### Aim
Count the lines in the records below that contain the string "horse" with matching case, and reply with the number alone.
* Start *
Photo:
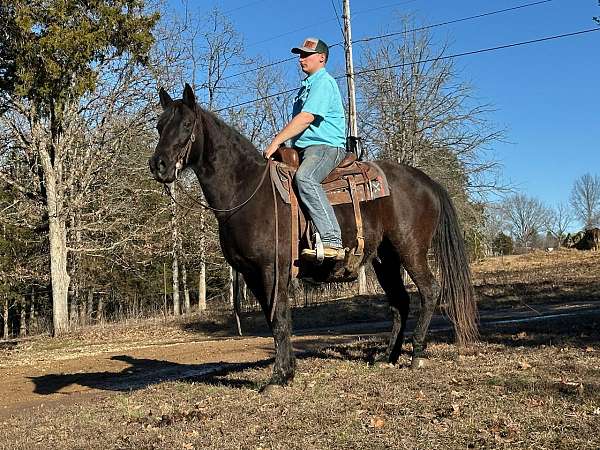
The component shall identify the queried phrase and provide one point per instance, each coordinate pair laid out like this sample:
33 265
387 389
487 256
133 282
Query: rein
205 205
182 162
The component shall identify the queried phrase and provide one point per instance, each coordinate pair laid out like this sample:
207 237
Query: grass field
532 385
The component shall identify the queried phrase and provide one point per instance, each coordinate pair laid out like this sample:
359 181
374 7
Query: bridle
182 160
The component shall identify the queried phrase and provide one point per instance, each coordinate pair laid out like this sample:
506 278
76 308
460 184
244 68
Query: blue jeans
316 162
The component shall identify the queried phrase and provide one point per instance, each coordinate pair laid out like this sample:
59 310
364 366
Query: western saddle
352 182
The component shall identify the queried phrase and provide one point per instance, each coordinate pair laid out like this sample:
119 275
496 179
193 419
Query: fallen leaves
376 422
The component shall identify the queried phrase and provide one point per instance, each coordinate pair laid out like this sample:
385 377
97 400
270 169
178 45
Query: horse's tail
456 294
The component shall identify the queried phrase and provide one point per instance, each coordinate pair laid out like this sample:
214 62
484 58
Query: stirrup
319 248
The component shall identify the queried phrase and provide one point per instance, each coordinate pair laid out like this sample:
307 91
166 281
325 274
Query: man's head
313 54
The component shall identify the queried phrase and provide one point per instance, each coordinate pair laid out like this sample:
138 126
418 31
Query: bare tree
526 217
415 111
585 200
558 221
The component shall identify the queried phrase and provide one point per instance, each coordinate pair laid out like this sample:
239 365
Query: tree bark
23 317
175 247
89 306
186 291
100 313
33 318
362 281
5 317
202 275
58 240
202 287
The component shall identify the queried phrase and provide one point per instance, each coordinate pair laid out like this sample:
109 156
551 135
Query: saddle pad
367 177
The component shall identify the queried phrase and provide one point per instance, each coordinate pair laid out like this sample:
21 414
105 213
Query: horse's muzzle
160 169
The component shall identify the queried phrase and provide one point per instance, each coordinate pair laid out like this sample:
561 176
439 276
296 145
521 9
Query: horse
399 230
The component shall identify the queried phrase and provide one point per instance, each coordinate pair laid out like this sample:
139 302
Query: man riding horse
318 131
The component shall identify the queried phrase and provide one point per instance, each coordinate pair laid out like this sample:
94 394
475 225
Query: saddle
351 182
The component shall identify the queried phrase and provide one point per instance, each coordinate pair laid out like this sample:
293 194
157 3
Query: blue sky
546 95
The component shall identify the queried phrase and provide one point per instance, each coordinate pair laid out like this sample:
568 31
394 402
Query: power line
* End *
### Answer to the problem
4